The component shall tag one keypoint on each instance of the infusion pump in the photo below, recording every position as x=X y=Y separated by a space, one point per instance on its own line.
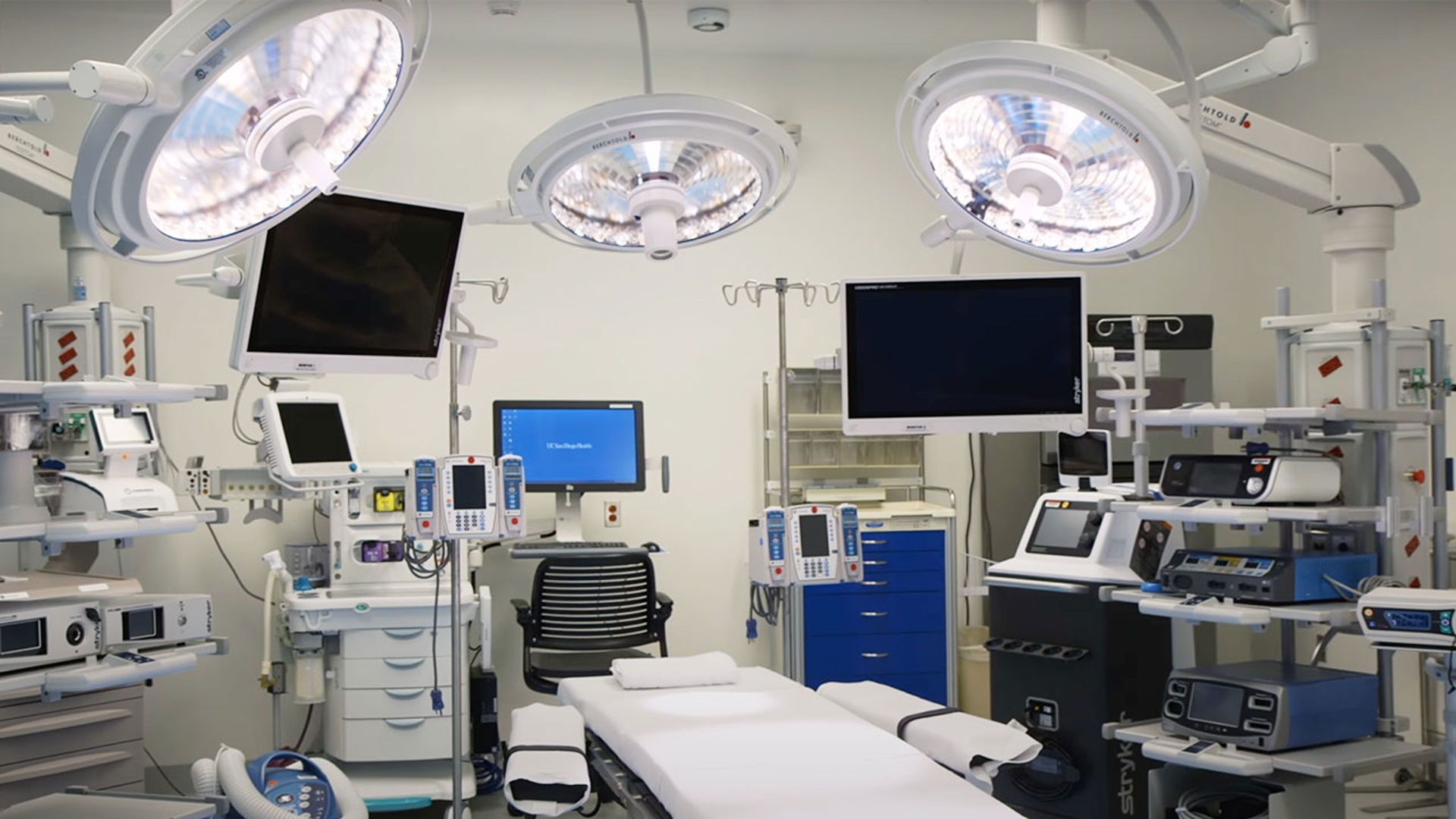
x=466 y=496
x=805 y=545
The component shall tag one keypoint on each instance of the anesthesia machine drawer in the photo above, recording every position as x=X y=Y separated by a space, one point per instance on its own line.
x=391 y=643
x=386 y=741
x=389 y=672
x=388 y=703
x=880 y=614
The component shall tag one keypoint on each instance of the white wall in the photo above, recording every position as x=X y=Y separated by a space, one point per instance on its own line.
x=582 y=324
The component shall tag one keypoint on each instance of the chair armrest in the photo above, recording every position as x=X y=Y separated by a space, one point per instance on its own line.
x=523 y=611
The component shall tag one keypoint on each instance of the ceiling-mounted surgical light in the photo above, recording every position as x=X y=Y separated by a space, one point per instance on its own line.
x=1052 y=152
x=653 y=172
x=232 y=115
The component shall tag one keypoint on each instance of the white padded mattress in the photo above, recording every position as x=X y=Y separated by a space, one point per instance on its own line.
x=767 y=748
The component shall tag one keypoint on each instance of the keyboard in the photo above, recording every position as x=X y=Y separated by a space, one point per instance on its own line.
x=579 y=548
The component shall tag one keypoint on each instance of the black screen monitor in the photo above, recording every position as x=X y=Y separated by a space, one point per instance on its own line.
x=350 y=284
x=965 y=354
x=574 y=445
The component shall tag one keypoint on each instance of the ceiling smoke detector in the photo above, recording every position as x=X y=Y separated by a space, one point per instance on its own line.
x=710 y=20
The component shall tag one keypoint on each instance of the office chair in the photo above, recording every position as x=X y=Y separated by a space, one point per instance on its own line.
x=585 y=613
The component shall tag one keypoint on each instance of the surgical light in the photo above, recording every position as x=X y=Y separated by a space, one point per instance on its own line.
x=240 y=112
x=1052 y=152
x=653 y=172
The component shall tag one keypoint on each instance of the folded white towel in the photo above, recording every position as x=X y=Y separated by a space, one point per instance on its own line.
x=952 y=739
x=546 y=783
x=712 y=668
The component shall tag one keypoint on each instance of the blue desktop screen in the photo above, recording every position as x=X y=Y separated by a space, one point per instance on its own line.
x=573 y=445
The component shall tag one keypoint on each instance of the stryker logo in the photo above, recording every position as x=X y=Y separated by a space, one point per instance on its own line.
x=1128 y=131
x=613 y=142
x=33 y=146
x=1218 y=117
x=1128 y=781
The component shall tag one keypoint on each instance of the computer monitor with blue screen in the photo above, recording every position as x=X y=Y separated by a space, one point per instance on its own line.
x=574 y=447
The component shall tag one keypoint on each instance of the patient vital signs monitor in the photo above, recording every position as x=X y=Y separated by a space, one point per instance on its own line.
x=350 y=284
x=965 y=354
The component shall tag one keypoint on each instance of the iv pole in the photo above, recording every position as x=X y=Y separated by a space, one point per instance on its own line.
x=753 y=290
x=498 y=289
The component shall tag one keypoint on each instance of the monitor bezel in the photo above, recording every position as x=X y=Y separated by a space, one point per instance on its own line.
x=584 y=487
x=246 y=360
x=1075 y=423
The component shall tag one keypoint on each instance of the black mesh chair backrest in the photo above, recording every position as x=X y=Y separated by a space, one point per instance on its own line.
x=595 y=604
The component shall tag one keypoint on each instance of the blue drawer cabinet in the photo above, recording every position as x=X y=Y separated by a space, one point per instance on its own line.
x=890 y=629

**What the task asks:** Render every line above, together with its answer, as a row of a two-column CSV with the header label_text,points. Put each field in double quotes, turn any line breaks into spaces, and leave the pictures out.

**Task answer:**
label_text,points
"The component shall tag one keypoint on each instance of the infusion pump in the photo below, recording every position as x=X y=Y separated by a space, one point per instance on its own line.","x=466 y=496 x=805 y=545"
"The component shall tag one keypoint on each instance of the anesthesia machine drawer in the photo above, recording every position as x=X y=Y separated by a space, one point per instance on its own line.","x=391 y=643 x=386 y=741 x=389 y=672 x=388 y=703 x=880 y=614"
"The component shall tag one keypoint on each instance of the white wall in the photo above, recording every position as x=X y=Y separated by a space, one point per instance on its own line.","x=582 y=324"
"The component shall tag one keypoint on each instance of the chair armrest in the photo above, recording every position as x=X y=Y separated by a space, one point per instance on its own line.","x=523 y=611"
"The component shall tag one keypoint on each instance of the ceiling-mounted surgical light in the photo above, recording every position as x=X y=Y separated by a space, one point per instance on its own line.","x=1052 y=152 x=653 y=172 x=232 y=115"
"The component shall tag one keypoint on each instance of the white padded mattress in the photo above, recording every position as x=X y=Y separated by a space, one point per instance on its own line.","x=767 y=748"
"The component shall tag one keypoint on each instance of the keyboard in the photo above, recording every position as x=X y=Y separated by a space, one point per instance on its own line.","x=579 y=548"
"The component shall tag one keypoint on each instance of the black screen monitor in the photo above, recording every position as x=X y=Y separated by a space, one point per instance on its own line.","x=350 y=284 x=965 y=354 x=574 y=445"
"The component shall tag one keypoint on each instance of the ceiling smoke detector in the photo above, recording every position as x=X y=Y separated by a space, one point per instance on its own line.","x=710 y=20"
"The component shall tag one keypoint on each instance of the office chair in the photo above, recording every position as x=X y=Y separated by a space, one point per instance on its own line.","x=585 y=613"
"The component shall tag one keypoint on each instance of the surgical light in the photo above, recording every position as x=X y=Y separated by a space, one point per instance on its own line.","x=240 y=112 x=1052 y=152 x=653 y=172"
"The component shall tag one keypoint on each instance of the folded white towel in the photo above, recording every position as x=X y=Y separated by a space, one point per instance on its own line.","x=952 y=739 x=546 y=783 x=712 y=668"
"The component shall tag one keypoint on each instance of the blue desktop screen in the photo above, recording every position as x=X y=Y separated by a space, one point per instance on its own line.","x=573 y=445"
"The component shall tag one keypoint on each instance of the stryker logo in the photo above, recording every position as x=X y=Y separated by a space, one point per instance on its own line.","x=1128 y=131 x=613 y=142 x=33 y=146 x=1218 y=117 x=1128 y=781"
"The component shall tag one keypoint on each instance of the computer monitor with blue screen in the photo above, recording every position as x=X y=Y separated by a space, one point per instance on its own line.","x=574 y=447"
"The component shall tag one keypoint on each instance of the patient vital signs monitor in the photo above, recording every position as x=X y=Y separated by a space, one point per instance on its own line.","x=350 y=284 x=965 y=354"
"The component shall tag one keypoint on each instance of the iv pole in the photo above, recording every position as x=X y=Y separated by a space, one point per instance on its own line.","x=753 y=290 x=498 y=289"
"The component shall tag one keypoint on each instance of the monitor bezel in the photo above, recording every position as x=X y=Y separated by a space, one point per instance on its own line.","x=584 y=487 x=246 y=360 x=1075 y=423"
"The component shall tag one keypoint on each instance of the black mesh chair backrest in the photo above, recording every position as x=X y=Y separated by a space, one point per instance on its own line.","x=595 y=604"
"The component shall tag one keypoint on each instance of the blue drawer cabinet in the photo above, recording every position as x=X y=Y separated by a space, one point per instance on its own line.","x=890 y=629"